All lines below must be repeated exactly, with the pictures omitted.
(Extracted records Opens)
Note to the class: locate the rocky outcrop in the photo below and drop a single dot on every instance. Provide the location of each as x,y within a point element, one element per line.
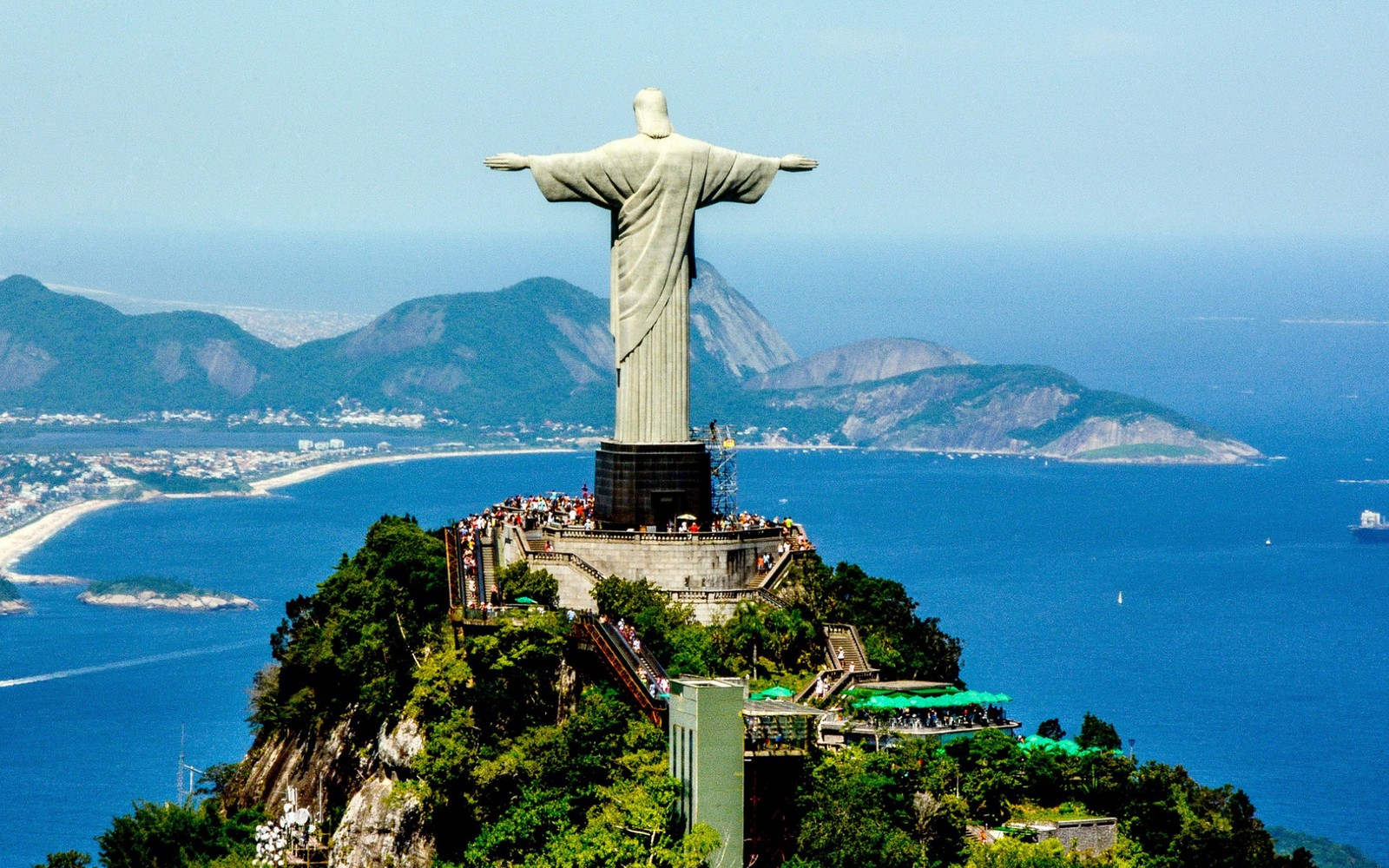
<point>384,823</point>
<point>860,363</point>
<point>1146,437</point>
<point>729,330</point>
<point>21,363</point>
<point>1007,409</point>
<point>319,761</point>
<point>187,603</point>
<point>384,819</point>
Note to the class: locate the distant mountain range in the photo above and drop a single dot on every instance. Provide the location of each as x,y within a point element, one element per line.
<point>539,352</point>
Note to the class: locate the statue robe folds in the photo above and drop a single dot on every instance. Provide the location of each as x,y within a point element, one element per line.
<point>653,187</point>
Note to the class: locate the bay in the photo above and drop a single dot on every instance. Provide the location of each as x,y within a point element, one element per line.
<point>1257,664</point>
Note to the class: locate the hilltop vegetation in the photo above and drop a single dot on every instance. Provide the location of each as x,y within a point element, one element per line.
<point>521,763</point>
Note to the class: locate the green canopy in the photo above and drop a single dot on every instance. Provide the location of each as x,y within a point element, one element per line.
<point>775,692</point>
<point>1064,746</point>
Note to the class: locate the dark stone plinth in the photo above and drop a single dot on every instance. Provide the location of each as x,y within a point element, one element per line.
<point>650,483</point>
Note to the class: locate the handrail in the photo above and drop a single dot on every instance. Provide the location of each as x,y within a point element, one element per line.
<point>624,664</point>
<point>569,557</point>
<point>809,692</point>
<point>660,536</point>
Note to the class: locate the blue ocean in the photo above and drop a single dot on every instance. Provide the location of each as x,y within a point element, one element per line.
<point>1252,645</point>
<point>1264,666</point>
(Extracted records Closes)
▶ _Answer for the task_
Note to the class: locate the rocky outcrop in the photo below and drop a single dot on every instance. Provide the location of each as x,y within a point element, one element per line.
<point>384,823</point>
<point>860,363</point>
<point>1146,437</point>
<point>729,330</point>
<point>21,363</point>
<point>1007,409</point>
<point>319,761</point>
<point>187,603</point>
<point>384,819</point>
Note to the class: locate the distant mountain range in the photo above and drop a single dot on every instance. Provide the location of each as x,y within a point element, one element per line.
<point>539,352</point>
Note to the class: locate the statue robe folds in the photo above and drop a single dot on every instance. Provide the location of each as x,y within a point element, one element per line.
<point>653,187</point>
Note to the class: locate the bay in the photo above and drop a single dot on every instance. Provide the location of each as x,y within a point element, one element per line.
<point>1257,664</point>
Note to the class: locate the hilltop vegetation in the photo above and drop a single dot on every instance. Provide the location of each as x,y within a point element, one element per line.
<point>521,763</point>
Note to the class: locate the green canopy in the photo above and drop a single dot on every instance. Provide the location of each as x,y within a point element, one element per line.
<point>775,692</point>
<point>1064,746</point>
Note to the class: locate the dark stone plinth in the photo above and drop a single dot on every instance. Provide the location of each as x,y within a point element, one element per line.
<point>650,483</point>
Note to the class: locate the handrail in the photo above and drop a single dot on every instance. Provide the location of each as x,y within a point element, one element per line.
<point>624,664</point>
<point>569,557</point>
<point>809,692</point>
<point>660,536</point>
Note to the class: locate the blue ocean in the photo above and drop a single dot on every instance. Provide the location of each as x,y within a point element, one element per line.
<point>1252,645</point>
<point>1264,666</point>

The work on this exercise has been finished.